### Stated task
Reproduce the data below verbatim, everything from its first line down to and including the line containing "column 430, row 220".
***** Record list *****
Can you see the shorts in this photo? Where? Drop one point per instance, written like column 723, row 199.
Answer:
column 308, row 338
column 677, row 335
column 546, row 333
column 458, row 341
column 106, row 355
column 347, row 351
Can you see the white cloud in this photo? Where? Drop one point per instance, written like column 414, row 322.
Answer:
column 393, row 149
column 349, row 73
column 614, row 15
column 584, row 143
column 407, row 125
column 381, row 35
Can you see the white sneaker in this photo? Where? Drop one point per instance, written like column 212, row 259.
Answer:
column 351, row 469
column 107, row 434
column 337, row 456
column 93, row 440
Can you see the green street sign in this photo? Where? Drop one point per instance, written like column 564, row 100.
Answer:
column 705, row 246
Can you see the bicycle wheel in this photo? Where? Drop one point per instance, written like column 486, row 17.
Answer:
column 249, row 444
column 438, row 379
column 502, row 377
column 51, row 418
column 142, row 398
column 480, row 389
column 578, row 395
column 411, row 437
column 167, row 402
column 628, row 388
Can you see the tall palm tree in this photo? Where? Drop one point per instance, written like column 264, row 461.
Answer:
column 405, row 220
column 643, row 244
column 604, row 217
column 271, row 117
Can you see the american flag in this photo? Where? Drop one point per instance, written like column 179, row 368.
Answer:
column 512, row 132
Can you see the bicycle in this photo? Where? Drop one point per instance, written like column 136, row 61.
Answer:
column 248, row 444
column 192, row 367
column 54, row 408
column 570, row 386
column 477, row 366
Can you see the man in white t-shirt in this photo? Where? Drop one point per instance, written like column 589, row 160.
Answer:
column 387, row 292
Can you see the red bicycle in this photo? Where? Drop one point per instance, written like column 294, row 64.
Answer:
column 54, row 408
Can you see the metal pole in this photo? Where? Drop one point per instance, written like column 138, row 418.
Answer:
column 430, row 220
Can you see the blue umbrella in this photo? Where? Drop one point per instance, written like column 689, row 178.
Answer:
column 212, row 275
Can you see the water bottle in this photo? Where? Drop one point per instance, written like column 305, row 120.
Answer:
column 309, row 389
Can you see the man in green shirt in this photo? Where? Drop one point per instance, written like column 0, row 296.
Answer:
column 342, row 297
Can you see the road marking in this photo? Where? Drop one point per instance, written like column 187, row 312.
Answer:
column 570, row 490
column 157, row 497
*****
### Task solution
Can you see the shorts in this photo? Where? Drop one point per instance, written like column 723, row 199.
Answer:
column 308, row 338
column 677, row 335
column 546, row 333
column 458, row 341
column 106, row 355
column 347, row 351
Can you see the white cloud in this photo? Where? Drop one point per instance, written like column 414, row 322.
Answer:
column 393, row 149
column 349, row 73
column 614, row 15
column 584, row 143
column 407, row 125
column 381, row 35
Can you see the white sneaker in this photo? Where? Drop one point per instance, written like column 212, row 259.
Answer:
column 351, row 469
column 107, row 434
column 337, row 456
column 93, row 440
Can you see the green street sign in this photo? Where? Drop one point per instance, written like column 564, row 100.
Answer:
column 705, row 246
Can you see the bicycle wheel in this photo? Where? Drop one point per instance, written like column 486, row 17.
Answer:
column 249, row 444
column 438, row 379
column 502, row 377
column 51, row 418
column 142, row 398
column 480, row 389
column 578, row 395
column 411, row 437
column 167, row 402
column 628, row 388
Can you see the tall palm tree in this photo? Where? Drop one point per instance, written like column 264, row 461.
Answer:
column 405, row 220
column 643, row 244
column 604, row 217
column 271, row 117
Can you see the american flag in this photo? Where? Drop one point per instance, written like column 179, row 368.
Answer:
column 512, row 132
Can you see the bicycle in this photo? Where? Drop one point per instance, written like column 136, row 61.
Answer:
column 248, row 444
column 192, row 367
column 54, row 408
column 570, row 386
column 477, row 366
Can you see the man in white t-shirt in this photo? Where? Drop one point per instance, written like column 589, row 160.
Answer:
column 387, row 292
Can you see the red bicycle in this photo? Where? Drop one point per instance, written like column 294, row 64.
Answer:
column 54, row 408
Can you see the metal pole in this photo? Where? Drop one point per instance, written like column 138, row 418.
Answer:
column 430, row 220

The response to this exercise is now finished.